[SET PROBLEM]
Return, unchanged, the lines from the line with "the black flight" to the line with "x=226, y=256", both included.

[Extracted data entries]
--------------------

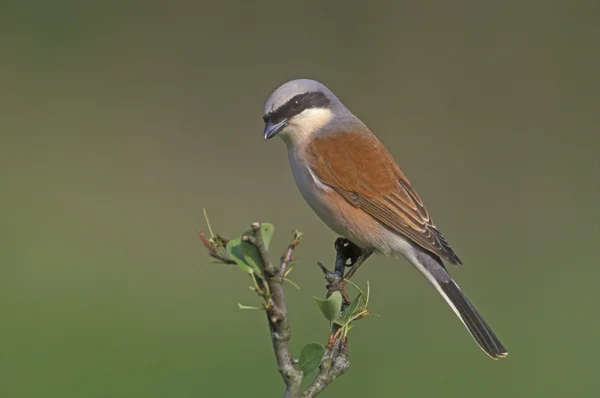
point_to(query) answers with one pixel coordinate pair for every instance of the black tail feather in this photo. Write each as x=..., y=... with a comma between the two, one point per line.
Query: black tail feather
x=479, y=329
x=432, y=267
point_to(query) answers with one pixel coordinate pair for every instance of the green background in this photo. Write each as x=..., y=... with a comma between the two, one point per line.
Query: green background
x=120, y=121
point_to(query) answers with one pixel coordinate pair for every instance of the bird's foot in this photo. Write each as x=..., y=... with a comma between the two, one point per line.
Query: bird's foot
x=347, y=256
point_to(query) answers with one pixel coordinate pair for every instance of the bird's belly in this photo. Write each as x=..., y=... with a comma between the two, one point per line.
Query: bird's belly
x=339, y=215
x=316, y=195
x=345, y=219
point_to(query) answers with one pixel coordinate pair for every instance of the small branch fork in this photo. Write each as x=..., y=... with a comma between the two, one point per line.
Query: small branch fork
x=334, y=362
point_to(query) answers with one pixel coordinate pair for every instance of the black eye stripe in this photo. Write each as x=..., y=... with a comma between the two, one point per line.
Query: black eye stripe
x=300, y=102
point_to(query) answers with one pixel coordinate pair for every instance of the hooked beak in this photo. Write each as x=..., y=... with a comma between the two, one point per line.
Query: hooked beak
x=271, y=129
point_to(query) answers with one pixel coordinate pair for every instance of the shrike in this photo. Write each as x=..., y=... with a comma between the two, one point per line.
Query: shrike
x=354, y=185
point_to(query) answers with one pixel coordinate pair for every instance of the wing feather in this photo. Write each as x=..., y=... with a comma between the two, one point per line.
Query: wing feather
x=366, y=175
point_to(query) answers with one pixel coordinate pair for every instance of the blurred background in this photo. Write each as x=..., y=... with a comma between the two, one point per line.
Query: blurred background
x=121, y=120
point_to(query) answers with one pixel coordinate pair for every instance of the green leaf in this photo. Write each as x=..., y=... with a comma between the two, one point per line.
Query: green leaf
x=310, y=357
x=330, y=307
x=234, y=249
x=267, y=230
x=245, y=254
x=355, y=305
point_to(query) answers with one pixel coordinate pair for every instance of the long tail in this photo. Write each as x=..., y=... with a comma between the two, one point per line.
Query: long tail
x=432, y=268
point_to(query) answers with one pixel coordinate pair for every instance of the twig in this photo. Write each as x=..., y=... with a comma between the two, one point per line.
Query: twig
x=277, y=318
x=287, y=257
x=269, y=286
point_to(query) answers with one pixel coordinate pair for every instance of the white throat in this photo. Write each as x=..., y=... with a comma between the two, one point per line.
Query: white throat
x=304, y=125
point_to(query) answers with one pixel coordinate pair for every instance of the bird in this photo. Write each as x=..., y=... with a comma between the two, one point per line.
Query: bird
x=354, y=185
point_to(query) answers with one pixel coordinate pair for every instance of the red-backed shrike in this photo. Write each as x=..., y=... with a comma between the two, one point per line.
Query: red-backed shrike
x=354, y=185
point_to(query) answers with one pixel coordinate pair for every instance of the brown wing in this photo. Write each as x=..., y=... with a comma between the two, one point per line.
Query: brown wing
x=366, y=175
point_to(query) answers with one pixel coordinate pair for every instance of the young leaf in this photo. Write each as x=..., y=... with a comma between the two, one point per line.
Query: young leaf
x=234, y=249
x=330, y=307
x=251, y=256
x=310, y=357
x=267, y=230
x=355, y=305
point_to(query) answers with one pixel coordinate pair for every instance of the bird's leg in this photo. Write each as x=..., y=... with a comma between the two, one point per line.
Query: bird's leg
x=346, y=251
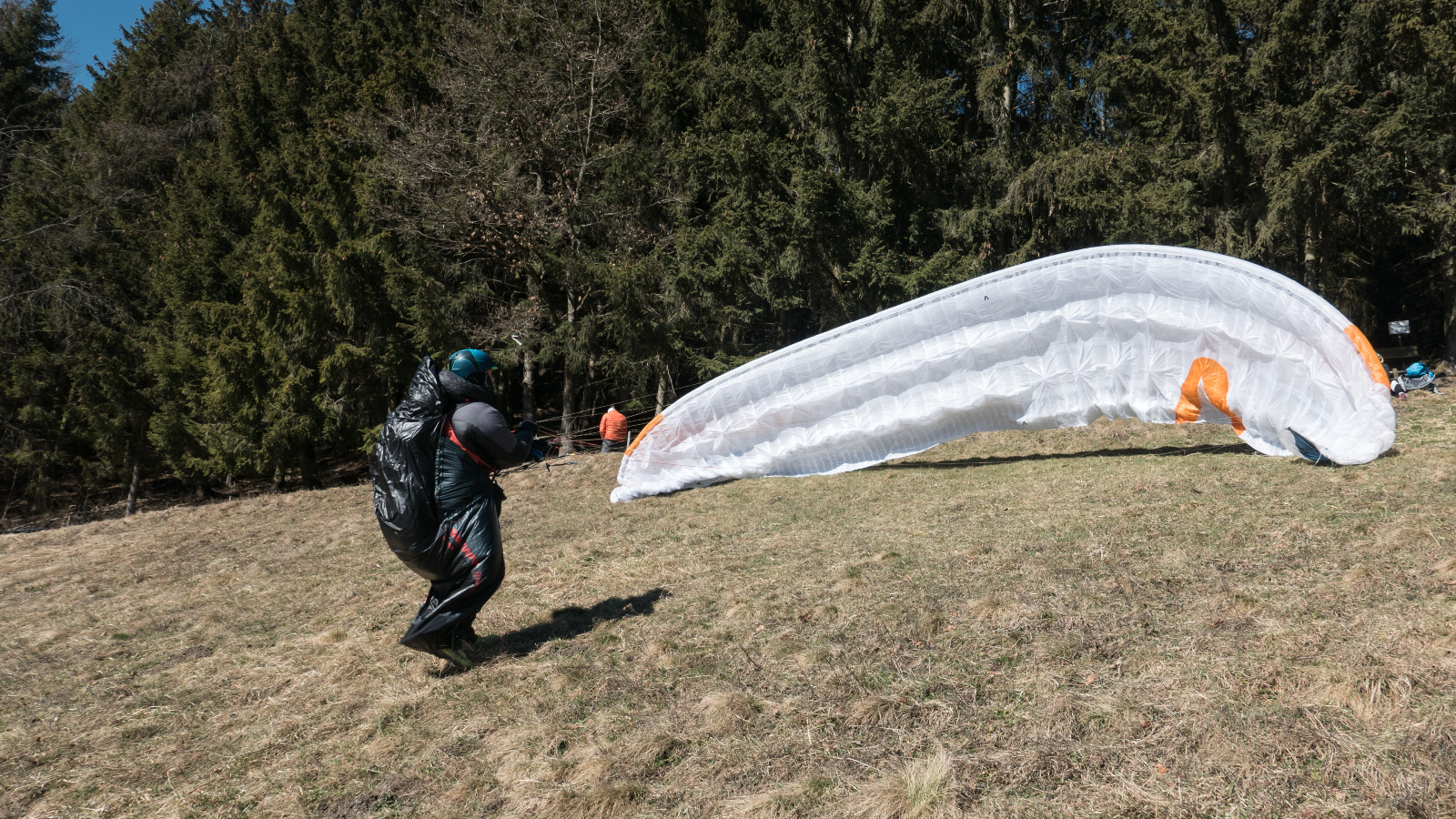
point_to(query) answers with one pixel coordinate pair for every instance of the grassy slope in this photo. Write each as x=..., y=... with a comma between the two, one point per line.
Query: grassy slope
x=1196, y=634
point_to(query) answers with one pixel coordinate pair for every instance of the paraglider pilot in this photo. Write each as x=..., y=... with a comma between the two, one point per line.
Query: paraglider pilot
x=444, y=522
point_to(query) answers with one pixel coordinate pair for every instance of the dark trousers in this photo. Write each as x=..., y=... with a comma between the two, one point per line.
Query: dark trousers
x=451, y=606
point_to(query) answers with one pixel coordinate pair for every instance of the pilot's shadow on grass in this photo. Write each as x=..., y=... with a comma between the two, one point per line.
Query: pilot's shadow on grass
x=565, y=624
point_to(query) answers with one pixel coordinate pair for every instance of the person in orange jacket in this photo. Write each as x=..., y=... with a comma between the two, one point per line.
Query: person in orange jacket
x=613, y=430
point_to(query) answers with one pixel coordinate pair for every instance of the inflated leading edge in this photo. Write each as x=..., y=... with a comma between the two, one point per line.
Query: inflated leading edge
x=1132, y=331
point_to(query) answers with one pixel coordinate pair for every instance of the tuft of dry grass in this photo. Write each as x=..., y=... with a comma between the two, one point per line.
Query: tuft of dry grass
x=1117, y=620
x=919, y=789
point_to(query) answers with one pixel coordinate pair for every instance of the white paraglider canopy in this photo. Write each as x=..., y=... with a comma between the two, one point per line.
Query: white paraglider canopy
x=1128, y=331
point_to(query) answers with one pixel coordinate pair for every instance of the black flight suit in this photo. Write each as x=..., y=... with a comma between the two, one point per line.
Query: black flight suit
x=478, y=442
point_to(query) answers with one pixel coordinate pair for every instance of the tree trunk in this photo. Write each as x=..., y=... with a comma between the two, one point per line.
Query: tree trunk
x=567, y=409
x=568, y=405
x=662, y=385
x=528, y=383
x=308, y=467
x=131, y=491
x=1451, y=308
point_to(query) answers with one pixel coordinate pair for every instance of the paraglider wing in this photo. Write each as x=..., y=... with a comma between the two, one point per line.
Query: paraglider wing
x=1128, y=331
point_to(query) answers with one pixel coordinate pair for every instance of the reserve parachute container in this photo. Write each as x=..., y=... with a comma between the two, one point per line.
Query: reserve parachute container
x=1168, y=336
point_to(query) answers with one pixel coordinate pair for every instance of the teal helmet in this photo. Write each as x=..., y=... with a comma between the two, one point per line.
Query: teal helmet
x=472, y=365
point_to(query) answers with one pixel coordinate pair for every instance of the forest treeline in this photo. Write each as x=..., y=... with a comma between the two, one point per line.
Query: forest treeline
x=226, y=256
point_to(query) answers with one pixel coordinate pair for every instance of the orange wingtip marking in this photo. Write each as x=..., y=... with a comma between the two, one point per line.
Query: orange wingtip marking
x=1369, y=356
x=642, y=435
x=1215, y=383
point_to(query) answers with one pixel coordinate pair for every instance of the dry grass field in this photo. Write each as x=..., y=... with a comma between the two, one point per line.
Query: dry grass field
x=1117, y=620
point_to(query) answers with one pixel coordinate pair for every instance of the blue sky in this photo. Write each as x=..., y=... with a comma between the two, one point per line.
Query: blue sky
x=91, y=26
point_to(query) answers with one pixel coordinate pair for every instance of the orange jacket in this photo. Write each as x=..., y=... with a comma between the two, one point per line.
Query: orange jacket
x=613, y=426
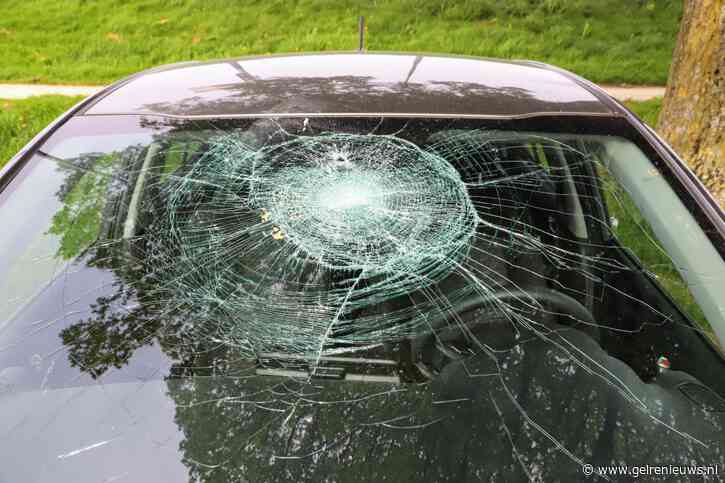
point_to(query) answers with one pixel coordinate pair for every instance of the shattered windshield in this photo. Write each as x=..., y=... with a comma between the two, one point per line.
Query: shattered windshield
x=354, y=300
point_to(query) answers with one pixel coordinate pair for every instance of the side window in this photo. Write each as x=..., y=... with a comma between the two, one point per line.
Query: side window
x=648, y=219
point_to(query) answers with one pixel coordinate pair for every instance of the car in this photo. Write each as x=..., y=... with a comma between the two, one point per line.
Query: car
x=358, y=267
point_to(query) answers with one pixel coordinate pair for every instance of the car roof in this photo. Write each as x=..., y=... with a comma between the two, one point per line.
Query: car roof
x=393, y=84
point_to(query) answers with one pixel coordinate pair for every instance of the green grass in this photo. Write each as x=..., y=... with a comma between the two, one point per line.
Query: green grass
x=98, y=41
x=20, y=120
x=648, y=111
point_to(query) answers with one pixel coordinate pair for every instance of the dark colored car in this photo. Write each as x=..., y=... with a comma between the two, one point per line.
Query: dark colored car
x=357, y=267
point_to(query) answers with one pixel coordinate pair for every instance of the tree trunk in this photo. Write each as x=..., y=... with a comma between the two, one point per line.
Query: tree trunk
x=693, y=111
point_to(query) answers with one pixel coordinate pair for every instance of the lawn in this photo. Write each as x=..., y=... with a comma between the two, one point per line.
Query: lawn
x=20, y=120
x=89, y=42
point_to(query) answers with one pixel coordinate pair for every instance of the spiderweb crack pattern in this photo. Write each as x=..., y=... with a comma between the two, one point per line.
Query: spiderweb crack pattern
x=325, y=227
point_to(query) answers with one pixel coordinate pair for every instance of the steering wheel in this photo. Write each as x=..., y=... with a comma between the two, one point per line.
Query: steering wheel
x=433, y=351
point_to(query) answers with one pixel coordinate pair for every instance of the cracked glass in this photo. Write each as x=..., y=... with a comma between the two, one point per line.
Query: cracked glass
x=329, y=299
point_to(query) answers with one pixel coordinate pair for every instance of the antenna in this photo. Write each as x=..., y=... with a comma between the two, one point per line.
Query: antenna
x=361, y=33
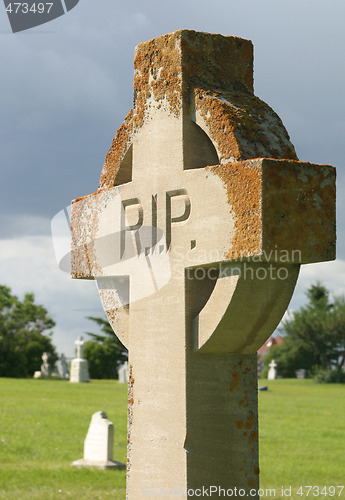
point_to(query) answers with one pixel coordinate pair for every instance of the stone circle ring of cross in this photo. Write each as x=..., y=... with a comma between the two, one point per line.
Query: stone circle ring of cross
x=196, y=234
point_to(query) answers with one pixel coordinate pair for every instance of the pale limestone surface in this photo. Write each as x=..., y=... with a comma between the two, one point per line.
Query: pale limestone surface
x=272, y=372
x=63, y=368
x=123, y=373
x=79, y=366
x=192, y=238
x=98, y=444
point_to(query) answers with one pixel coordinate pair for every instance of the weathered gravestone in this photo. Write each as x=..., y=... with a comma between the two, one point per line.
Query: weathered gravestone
x=63, y=368
x=79, y=366
x=123, y=373
x=98, y=444
x=272, y=372
x=45, y=368
x=205, y=163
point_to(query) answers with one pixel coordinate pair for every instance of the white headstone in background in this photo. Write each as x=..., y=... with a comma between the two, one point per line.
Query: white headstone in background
x=79, y=366
x=45, y=370
x=98, y=445
x=63, y=368
x=123, y=373
x=272, y=372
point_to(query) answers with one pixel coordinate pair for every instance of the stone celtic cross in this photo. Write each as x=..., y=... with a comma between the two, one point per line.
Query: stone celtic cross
x=195, y=237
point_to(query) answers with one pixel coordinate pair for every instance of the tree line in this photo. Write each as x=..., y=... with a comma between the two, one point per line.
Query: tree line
x=314, y=339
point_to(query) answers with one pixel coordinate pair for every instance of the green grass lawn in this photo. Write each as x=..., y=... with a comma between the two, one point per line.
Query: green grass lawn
x=43, y=424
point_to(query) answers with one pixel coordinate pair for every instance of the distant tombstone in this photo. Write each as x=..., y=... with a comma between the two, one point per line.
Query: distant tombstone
x=301, y=373
x=63, y=368
x=79, y=366
x=98, y=445
x=272, y=372
x=45, y=369
x=123, y=372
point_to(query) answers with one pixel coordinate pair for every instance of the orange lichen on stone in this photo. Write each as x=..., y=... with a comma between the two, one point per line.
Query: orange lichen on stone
x=242, y=126
x=299, y=206
x=242, y=181
x=235, y=381
x=117, y=151
x=281, y=208
x=157, y=67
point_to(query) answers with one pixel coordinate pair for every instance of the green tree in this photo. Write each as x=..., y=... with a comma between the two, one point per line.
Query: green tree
x=24, y=335
x=314, y=338
x=105, y=353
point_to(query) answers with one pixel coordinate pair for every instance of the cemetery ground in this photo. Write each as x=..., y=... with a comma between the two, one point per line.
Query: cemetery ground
x=43, y=424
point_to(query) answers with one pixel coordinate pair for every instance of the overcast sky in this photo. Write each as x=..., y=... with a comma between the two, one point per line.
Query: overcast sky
x=66, y=86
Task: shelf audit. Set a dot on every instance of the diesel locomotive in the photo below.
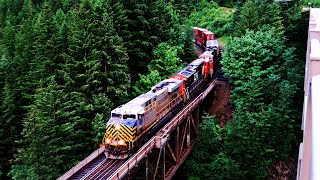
(133, 123)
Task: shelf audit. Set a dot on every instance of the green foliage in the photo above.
(151, 22)
(165, 63)
(258, 64)
(253, 17)
(217, 19)
(207, 160)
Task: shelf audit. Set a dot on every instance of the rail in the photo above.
(81, 164)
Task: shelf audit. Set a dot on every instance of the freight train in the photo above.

--------------------

[TASK RESPONSE]
point_to(query) answers with one pixel coordinate pair for every instance of the black flight suit in this photo. Write each as x=..., y=... with a comma between the two, one point per line.
Query: black flight suit
x=478, y=442
point_to(query) answers with one pixel coordinate pair for every instance of the tree trunk in this photo. Write each as x=..., y=... with a comma between the two, one point per line.
Query: tree trunk
x=567, y=409
x=568, y=405
x=662, y=385
x=528, y=383
x=308, y=467
x=131, y=491
x=1451, y=308
point_to(query) answers with one pixel coordinate pair for every instance of the paraglider wing in this photo. Write each as x=..., y=... with a comma between the two, one point per line.
Query: paraglider wing
x=1128, y=331
point_to(query) answers with one pixel coordinate pair for every instance of the reserve parachute container in this photo. Write each as x=..., y=... with a comma between the two, one point per line.
Query: reserve parachute container
x=1168, y=336
point_to(query) answers with one pixel coordinate pair for every instance of the teal helmet in this photo. Write each as x=..., y=... with a comma between the two, one point per line.
Query: teal helmet
x=472, y=365
point_to(query) answers with one pixel coordinate pair for every instance of the forest treeline in this photo. Write each as x=..., y=... with a comma between the two, one point per line.
Query: forest treeline
x=226, y=256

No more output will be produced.